Required work - Continue the text on Sarah Palin's ties to the AIP, starting after its last sentence.

Text shown -
»»

The AIP's Lynette Clark told ABC News on Sept. 1 that Palin was a member of the AIP party in 1994, although her husband, Dexter Clark, the party's vice chairman (north), said later that day that his wife was mistaken, and she released a statement on Sept. 3 apologizing for the error.

Palin, if not personally connected to the "paleoconservative" AIP, certainly has peripheral connections: The Los Angeles Times reported Sept. 3 that both Palins attended the AIP convention in 1994 and Sarah Palin spoke at the 2006 convention, according to former AIP Chairman Mark Chryson, though the McCain campaign disputes this. The director of the Alaska Division of Elections, Gail Fenumiai said that Palin's husband Todd (the "first dude," as Palin calls him) was a member of the AIP party from 1995 to 2002, reported AP.

Earlier this year, Palin videotaped a welcome speech to the AIP convention in Fairbanks as Alaska's governor, where she encouraged the party's stance for "a self-sufficient state," and urged it to "keep up the good work," in her closing statement. Rebellion proudly posted the speech for its members.

Paleoconservatives, who generally believe most other American conservatives have "sold out" to immoral liberality and are "corrupt tools of the establishment," include such stalwarts as Pat Buchanan and Robert Novak, whose disagreements with neoconservatives about the Iraq war have earned him the "paleocon" label from David Frum of the National Review and Thomas Schaller of Salon.com, among others.

Ethnic "solidarity" is a hallmark of many paleoconservative groups such as the Family Research Council, whose president, Tony Perkins, the SPLC and numerous news outlets have connected with former Ku Klux Klan Grand Wizard David Dukes and the Council of Conservative Citizens (started by former leaders of the Citizen's Councils of America here in Mississippi).

"When you look at their hardcore activists in the state, you find (members of the Constitution Party) … popping up in a lot of campaigns (with) anti-tax initiatives, fighting local public-school mil levies, anti-choice politics, anti-gay politics," said Travis McAdam, research director for the Montana Human Rights Network, a group with direct experience with the Constitution Party. "We started to really see that they have wedged themselves into this ongoing debate about who represents the 'true' conservatives. In Montana, we have one of the more conservative Republican parties in the country. We think it's pretty ridiculous to look at the state Republican Party and say, 'oh, it's liberal."

««

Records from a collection
»»

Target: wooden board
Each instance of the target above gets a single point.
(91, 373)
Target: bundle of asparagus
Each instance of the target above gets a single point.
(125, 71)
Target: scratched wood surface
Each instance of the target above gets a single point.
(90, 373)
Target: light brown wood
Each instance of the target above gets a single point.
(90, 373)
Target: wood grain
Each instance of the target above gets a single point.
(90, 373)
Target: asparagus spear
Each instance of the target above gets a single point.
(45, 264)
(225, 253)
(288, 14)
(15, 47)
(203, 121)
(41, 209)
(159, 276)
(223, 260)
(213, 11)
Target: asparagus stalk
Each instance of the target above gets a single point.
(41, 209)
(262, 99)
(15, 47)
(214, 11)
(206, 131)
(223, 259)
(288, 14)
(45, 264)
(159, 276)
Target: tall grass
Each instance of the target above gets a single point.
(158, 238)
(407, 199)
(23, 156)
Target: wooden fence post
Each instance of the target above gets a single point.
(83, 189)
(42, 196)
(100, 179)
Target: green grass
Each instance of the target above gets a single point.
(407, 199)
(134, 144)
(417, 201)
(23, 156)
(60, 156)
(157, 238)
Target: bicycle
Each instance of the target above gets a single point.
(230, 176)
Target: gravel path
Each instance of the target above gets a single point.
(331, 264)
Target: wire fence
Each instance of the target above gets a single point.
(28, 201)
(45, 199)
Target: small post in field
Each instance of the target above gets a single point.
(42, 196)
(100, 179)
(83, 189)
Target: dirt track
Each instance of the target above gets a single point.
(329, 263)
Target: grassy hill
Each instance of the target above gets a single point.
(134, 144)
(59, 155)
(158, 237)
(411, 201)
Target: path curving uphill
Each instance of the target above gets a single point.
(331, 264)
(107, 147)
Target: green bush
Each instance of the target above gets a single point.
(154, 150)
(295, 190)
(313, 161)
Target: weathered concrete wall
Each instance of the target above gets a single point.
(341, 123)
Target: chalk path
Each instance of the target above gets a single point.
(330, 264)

««

Reply -
Like many state affiliates, the Constitution Party of Montana positions itself as the place where disaffected mainstream Republicans should come. But McAdam exhorts voters to look at their platform to find what they're really about. In Montana, the Constitution Party supports militia groups, for example, and wants to do away with the 14th amendment and public education.

"Every position you would normally expect a conservative to have, they want to take it to another degree," McAdam said.

The SPLC's "patriot" designation, which may sound innocuous, has decidedly disturbing overtones. "Generally, Patriot groups define themselves as opposed to the 'New World Order' or advocate or adhere to extreme antigovernment doctrines," states the SPLC Web site. Among the 131 patriot groups listed as active in 2007 are 43 militia groups and the John Birch Society.

Various Constitution and Christian Identity groups (such as the Aryan Nation) define the "new world order" as a global conspiracy run by an international cabal whose goal is to enslave the entire population of the earth.

According to the MHRN, "Christian Identity is based on a racist interpretation of the Christian Bible. It teaches that Jews are the literal children of Satan, and people of color are subhuman 'mud people.' Its followers also believe that people of Northern European descent are God's chosen people, because the Lost of Tribes of Israel migrated to this region of Europe. America is viewed as the biblical Promised Land. Identity's views are frequently combined with anti-Semitic conspiracy theories purporting Jewish control of American government, resulting in an ever-present threat of violence based on the belief that the 'promised land' must be liberated from the 'anti-Christ." The MHRN says that the Constitution Party of Montana Web site linked to Christian Identity adherents John Trochmann and "militia icon" Bo Gritz as late as April 2000.

"The only legitimate purpose of civil government is to safeguard the God-given rights of its citizens; namely, life, liberty, and property," reads the Constitution Party national platform. "Only those duties, functions, and programs specifically assigned to the federal government by the Constitution should be funded. We call upon Congress and the President to stop all federal expenditures which are not specifically authorized by the U.S. Constitution, and to restore to the states those powers, programs, and sources of revenue that the federal government has usurped."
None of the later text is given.